=== Aim ===
Produce an exact copy of the lines from the line that contains "of the barred" to the end of the listing below.

──────── Data in this exercise ────────

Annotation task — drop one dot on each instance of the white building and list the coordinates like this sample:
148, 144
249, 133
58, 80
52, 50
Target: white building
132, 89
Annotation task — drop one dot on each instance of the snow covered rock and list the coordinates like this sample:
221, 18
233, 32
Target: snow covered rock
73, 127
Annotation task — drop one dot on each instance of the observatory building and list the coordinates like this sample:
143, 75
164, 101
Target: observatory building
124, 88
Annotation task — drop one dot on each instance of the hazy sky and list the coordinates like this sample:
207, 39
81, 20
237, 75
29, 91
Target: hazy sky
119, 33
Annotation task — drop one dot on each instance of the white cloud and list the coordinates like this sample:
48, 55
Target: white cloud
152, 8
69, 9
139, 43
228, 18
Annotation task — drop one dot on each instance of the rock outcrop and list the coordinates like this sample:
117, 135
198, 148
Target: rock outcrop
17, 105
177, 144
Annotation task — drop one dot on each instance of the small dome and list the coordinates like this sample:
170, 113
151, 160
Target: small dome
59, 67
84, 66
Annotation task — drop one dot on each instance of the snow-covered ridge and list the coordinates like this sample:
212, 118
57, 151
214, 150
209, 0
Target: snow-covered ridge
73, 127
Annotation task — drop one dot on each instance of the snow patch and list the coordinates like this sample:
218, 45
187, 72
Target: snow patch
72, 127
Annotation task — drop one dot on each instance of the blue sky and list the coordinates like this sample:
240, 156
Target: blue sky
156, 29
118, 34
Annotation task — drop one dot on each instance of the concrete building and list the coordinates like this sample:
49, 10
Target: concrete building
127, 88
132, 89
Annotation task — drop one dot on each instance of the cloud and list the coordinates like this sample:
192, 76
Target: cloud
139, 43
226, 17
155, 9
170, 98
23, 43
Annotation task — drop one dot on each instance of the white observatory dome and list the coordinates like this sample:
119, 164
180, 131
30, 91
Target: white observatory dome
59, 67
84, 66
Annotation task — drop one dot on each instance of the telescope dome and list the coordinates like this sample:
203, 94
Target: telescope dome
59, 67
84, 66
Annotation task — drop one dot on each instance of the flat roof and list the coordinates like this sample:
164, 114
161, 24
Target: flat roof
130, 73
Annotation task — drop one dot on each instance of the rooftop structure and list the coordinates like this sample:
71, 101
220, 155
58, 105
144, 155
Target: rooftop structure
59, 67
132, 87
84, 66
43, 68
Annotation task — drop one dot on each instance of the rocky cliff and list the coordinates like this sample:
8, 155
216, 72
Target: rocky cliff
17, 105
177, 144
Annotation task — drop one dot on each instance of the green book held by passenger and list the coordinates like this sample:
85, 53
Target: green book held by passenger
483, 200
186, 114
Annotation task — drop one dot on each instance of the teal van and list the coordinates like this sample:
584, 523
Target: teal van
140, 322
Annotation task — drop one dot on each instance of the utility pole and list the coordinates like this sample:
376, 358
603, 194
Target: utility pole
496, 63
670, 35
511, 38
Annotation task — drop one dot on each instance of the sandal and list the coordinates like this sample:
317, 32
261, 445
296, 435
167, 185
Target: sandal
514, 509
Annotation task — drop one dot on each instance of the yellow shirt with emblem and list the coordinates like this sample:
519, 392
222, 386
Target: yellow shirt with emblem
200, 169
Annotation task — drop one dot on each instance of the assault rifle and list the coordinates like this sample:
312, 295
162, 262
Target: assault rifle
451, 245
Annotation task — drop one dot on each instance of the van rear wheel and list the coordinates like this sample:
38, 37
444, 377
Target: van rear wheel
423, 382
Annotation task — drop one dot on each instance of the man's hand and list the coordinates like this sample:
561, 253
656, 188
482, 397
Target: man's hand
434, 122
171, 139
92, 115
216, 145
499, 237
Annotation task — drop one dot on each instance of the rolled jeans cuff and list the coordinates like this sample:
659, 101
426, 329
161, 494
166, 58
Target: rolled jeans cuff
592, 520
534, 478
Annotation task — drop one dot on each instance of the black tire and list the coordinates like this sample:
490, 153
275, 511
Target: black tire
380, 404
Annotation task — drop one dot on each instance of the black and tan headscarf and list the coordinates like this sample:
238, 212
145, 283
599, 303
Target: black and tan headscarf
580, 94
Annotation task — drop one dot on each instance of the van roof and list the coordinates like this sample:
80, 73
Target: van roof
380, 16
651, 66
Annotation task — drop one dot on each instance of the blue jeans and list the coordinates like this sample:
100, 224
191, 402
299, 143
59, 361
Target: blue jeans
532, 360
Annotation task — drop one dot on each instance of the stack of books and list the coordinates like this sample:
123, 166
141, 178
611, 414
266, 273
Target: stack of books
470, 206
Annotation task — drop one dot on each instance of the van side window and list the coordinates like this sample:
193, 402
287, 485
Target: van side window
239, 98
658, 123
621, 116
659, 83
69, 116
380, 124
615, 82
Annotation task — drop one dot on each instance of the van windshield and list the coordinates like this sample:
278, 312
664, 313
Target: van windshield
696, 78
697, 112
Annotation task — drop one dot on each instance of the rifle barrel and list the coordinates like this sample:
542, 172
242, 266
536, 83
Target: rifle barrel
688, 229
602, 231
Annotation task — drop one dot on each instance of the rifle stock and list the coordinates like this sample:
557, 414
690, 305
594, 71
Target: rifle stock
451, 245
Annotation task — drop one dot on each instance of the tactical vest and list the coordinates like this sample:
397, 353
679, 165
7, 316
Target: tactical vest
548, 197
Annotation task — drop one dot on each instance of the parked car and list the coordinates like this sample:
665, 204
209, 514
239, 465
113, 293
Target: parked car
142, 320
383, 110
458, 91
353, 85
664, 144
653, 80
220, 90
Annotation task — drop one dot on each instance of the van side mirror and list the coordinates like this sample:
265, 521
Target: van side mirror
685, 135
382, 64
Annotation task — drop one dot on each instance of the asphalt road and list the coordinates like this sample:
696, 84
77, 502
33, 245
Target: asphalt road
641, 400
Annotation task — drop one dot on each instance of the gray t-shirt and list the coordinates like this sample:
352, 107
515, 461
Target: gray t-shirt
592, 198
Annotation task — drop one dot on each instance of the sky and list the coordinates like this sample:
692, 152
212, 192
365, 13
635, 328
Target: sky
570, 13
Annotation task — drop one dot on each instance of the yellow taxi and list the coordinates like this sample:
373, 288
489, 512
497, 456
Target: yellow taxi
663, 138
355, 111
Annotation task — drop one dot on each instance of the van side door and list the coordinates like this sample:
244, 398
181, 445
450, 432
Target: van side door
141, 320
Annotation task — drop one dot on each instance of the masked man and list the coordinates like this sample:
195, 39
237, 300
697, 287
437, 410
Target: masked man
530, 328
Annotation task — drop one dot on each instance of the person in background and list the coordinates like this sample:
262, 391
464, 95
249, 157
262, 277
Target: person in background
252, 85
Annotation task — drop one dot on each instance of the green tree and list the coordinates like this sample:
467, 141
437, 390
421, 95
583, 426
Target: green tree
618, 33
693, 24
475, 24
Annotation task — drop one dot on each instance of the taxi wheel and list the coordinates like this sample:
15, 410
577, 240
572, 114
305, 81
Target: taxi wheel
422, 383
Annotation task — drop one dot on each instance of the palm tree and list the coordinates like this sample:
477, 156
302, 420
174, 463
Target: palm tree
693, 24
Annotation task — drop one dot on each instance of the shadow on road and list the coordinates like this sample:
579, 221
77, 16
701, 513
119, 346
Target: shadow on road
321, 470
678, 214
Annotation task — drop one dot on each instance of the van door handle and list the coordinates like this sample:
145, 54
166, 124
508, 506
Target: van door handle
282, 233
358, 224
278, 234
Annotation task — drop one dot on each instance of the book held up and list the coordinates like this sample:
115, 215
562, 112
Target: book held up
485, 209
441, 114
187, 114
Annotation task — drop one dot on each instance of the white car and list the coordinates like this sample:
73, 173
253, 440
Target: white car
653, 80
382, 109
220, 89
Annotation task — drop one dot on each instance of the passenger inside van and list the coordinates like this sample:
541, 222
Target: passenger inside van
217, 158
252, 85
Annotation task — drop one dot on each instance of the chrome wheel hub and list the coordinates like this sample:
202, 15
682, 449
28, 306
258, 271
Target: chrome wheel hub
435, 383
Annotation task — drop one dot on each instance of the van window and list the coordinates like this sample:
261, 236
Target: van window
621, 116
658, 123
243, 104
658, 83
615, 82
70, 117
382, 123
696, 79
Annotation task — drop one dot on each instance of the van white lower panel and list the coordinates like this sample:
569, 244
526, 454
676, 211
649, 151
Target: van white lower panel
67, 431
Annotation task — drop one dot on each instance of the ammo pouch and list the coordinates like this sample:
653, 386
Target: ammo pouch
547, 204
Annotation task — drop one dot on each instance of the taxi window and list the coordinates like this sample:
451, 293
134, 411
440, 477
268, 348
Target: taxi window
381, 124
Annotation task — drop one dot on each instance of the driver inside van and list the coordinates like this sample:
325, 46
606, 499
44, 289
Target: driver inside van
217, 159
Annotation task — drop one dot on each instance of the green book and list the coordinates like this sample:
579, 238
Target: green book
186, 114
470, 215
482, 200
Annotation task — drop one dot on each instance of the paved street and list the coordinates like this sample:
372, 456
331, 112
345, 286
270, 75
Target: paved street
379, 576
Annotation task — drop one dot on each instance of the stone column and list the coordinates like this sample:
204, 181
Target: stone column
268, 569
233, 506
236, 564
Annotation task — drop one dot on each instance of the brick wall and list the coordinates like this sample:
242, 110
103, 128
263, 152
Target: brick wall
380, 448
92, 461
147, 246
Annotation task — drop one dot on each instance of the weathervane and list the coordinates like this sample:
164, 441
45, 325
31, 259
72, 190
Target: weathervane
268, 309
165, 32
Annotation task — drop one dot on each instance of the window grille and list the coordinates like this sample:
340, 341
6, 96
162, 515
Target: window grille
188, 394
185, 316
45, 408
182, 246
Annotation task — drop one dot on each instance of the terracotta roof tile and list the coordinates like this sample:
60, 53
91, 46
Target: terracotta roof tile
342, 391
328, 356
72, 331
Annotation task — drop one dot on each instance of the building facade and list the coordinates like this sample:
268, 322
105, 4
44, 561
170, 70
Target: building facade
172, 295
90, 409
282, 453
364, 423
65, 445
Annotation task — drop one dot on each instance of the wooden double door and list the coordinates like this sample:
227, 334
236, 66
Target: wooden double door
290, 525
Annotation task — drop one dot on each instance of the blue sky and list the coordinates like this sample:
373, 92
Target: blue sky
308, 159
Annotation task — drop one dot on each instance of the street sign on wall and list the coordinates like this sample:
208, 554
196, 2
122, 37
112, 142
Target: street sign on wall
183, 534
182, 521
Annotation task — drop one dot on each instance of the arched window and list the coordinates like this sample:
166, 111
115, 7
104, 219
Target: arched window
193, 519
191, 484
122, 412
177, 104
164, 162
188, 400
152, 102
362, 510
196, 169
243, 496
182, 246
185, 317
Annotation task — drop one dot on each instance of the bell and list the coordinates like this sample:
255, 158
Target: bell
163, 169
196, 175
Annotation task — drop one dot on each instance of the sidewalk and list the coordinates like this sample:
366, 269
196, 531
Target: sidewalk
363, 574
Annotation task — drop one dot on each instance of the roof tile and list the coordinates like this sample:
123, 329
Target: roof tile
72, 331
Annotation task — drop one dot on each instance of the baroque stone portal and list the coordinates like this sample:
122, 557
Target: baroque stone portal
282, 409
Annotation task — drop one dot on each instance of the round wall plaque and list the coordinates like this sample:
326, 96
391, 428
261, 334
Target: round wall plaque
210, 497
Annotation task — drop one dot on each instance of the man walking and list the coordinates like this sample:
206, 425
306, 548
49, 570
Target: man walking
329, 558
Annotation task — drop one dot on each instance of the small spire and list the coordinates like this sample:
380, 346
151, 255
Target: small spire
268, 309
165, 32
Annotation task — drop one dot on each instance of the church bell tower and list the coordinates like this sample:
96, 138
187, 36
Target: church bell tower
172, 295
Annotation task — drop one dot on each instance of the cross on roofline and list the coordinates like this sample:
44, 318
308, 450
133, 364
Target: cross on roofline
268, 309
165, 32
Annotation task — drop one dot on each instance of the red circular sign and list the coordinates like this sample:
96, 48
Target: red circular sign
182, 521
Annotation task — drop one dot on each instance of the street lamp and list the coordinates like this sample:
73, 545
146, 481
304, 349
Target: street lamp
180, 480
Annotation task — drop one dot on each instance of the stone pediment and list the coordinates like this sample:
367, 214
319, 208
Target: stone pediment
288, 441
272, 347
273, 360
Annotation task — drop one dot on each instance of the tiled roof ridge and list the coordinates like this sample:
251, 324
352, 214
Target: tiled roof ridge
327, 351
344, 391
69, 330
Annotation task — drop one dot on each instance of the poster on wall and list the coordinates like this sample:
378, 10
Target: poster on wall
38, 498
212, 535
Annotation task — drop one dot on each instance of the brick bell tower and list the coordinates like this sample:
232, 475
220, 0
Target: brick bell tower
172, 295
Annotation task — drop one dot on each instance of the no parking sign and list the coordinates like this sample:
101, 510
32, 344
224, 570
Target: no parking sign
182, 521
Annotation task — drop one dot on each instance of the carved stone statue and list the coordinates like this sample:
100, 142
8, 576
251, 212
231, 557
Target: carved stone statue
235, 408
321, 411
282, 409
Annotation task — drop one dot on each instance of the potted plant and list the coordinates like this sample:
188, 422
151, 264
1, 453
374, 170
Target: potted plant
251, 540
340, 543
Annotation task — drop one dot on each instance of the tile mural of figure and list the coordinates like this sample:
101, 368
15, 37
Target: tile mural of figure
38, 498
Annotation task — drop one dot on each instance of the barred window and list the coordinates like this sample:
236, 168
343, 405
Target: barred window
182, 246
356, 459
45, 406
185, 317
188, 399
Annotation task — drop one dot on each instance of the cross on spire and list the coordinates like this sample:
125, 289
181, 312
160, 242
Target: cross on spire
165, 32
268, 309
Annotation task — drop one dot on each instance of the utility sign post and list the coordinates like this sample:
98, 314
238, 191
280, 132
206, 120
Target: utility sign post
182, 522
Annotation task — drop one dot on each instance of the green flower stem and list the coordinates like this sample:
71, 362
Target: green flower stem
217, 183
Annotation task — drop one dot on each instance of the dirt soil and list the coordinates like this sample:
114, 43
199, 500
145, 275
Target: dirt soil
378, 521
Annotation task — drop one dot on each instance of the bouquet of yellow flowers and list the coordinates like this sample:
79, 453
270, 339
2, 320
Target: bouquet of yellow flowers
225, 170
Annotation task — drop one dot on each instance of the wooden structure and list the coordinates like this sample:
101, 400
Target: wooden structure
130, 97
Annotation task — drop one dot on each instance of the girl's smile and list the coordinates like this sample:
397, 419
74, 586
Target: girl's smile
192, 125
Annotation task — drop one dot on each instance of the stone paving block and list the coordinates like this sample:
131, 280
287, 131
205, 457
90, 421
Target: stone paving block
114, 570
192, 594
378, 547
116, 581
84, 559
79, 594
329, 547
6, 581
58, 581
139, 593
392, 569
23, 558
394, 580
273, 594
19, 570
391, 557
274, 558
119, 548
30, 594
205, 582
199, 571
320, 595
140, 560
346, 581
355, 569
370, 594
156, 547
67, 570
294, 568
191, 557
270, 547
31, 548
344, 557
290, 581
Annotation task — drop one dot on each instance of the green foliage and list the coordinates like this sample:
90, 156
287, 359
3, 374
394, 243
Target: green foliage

────────

=== Finished exercise ===
Annotation task — drop one dot on each instance of the barred window and list the coordinates like this sample:
236, 168
343, 405
Target: barred window
182, 246
356, 459
45, 406
185, 317
188, 399
Annotation task — drop one dot on each instance of the cross on spire and list the coordinates like this sample:
125, 289
181, 312
160, 242
Target: cross on spire
165, 32
268, 309
Annotation task — drop one dot on each instance of the utility sign post and list the coordinates like this sample:
98, 314
238, 191
280, 132
206, 120
Target: utility sign post
182, 522
Annotation task — drop one dot on each instance of the green flower stem and list the coordinates like this sample:
71, 362
Target: green flower stem
217, 183
Annotation task — drop one dot on each instance of the dirt soil and list the coordinates like this sample:
114, 43
199, 500
145, 275
Target: dirt soil
378, 521
Annotation task — drop one dot on each instance of the bouquet of yellow flowers and list the coordinates like this sample:
79, 453
270, 339
2, 320
Target: bouquet of yellow flowers
225, 170
Annotation task — drop one dot on each instance of the wooden structure and list the coordinates like this sample:
101, 400
Target: wooden structure
130, 97
Annotation task — drop one dot on each instance of the girl's smile and list the coordinates like this sample:
397, 419
74, 586
Target: girl's smile
192, 125
Annotation task — drop one dot on each instance of the stone paving block and list the coordinates like this sample:
131, 280
287, 131
205, 457
90, 421
Target: stone paving block
114, 570
192, 594
378, 547
116, 581
84, 559
79, 594
329, 547
6, 581
58, 581
139, 593
392, 569
23, 558
394, 580
273, 594
19, 570
391, 557
274, 558
119, 548
30, 594
205, 582
199, 571
320, 595
140, 560
346, 581
355, 569
370, 594
156, 547
67, 570
294, 568
191, 557
270, 547
31, 548
344, 557
290, 581
Annotation task — drop one dot on each instance of the green foliage and list the coordinates like this sample:
90, 156
287, 359
3, 374
394, 243
Target: green foliage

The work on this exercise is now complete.